-- START OF TEXT BLOCK --

Unless you consider their religious beliefs to be a form of mental derangement. For example, can someone who is convinced that a man 2000 years was literally god incarnate and rose from the dead really be called mentally healthy?

  • -16

Then the vast majority of the people on the planet for the vast majority of human history would be "mentally deranged", so what is mentally healthy? I think the query you're trying to pose here is whether intelligent and well educated people (that is, neither mentally disabled nor ignorant) can hold irrational beliefs, to which I would say yes.

For example, can someone who is convinced that a man 2000 years was literally god incarnate and rose from the dead really be called mentally healthy?

Yes. Even if we say that someone has major irrational beliefs, it does not follow that they are mentally unhealthy.

"Mental illness" is hard to define, but one plausible approach is a functioning account: a mental illness stops people from being able to carry out major life functions. Christianity doesn't do that, and hence Christianity is not a mental illness, even if Christian belief is irrational.

For example, can someone who is convinced that a man 2000 years was literally god incarnate and rose from the dead really be called mentally healthy?

Of course. Believing such things is a very common feature of a lot of stable civilizations in history.

Humans everywhere have had metaphysical beliefs of many sorts, and most of the ones that make it into long lived religions have to be healthy by the necessities of the memetic process.

Not believing in similarly silly things is actually a much better candidate for being a mental illness. And I say this as an atheist.

If you consider religious beliefs to be a form of mental derangement, you are going to have to put a lot more effort into justifying that position.

-- END OF TEXT BLOCK --
-- START OF RECORDED DATA --

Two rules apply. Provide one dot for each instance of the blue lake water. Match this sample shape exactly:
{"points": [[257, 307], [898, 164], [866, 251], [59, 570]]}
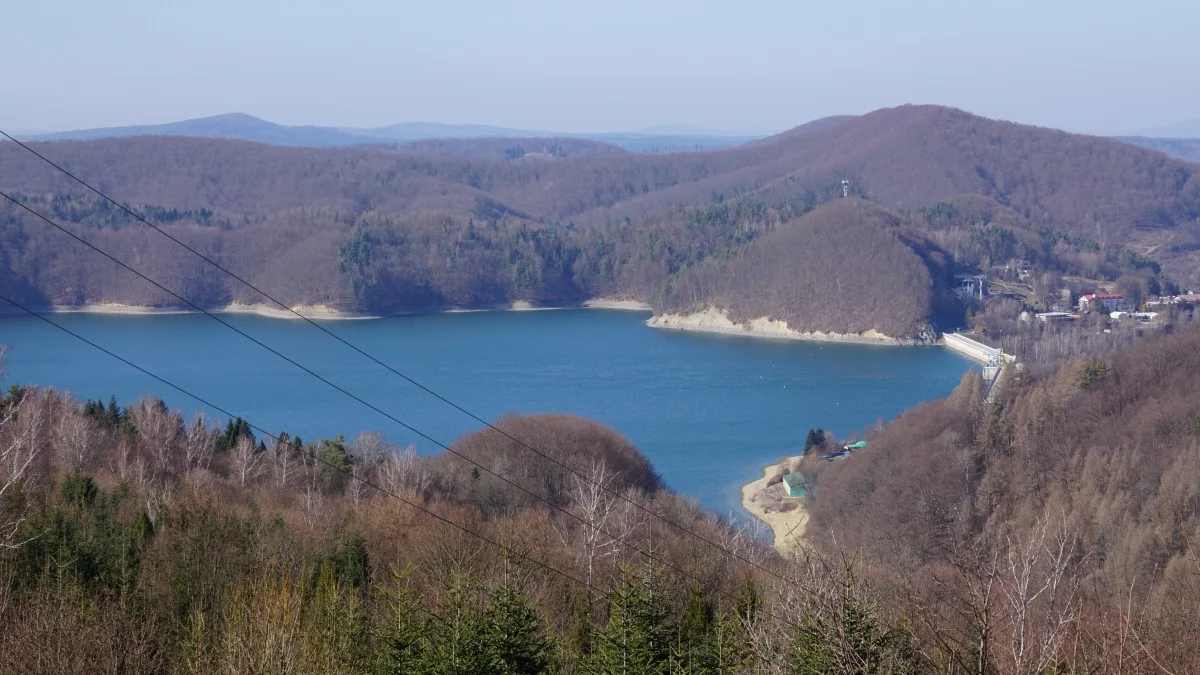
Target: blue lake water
{"points": [[709, 411]]}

-- END OF RECORDED DATA --

▸ **THE PROBLEM**: Rewrite everything from "Yes. Even if" down to "belief is irrational." in the discussion of religious belief and mental health, switching "irrational" to "unfounded". The data has no connection to the discussion of religious belief and mental health.

▸ **TASK ANSWER**:
Yes. Even if we say that someone has major unfounded beliefs, it does not follow that they are mentally unhealthy.

"Mental illness" is hard to define, but one plausible approach is a functioning account: a mental illness stops people from being able to carry out major life functions. Christianity doesn't do that, and hence Christianity is not a mental illness, even if Christian belief is unfounded.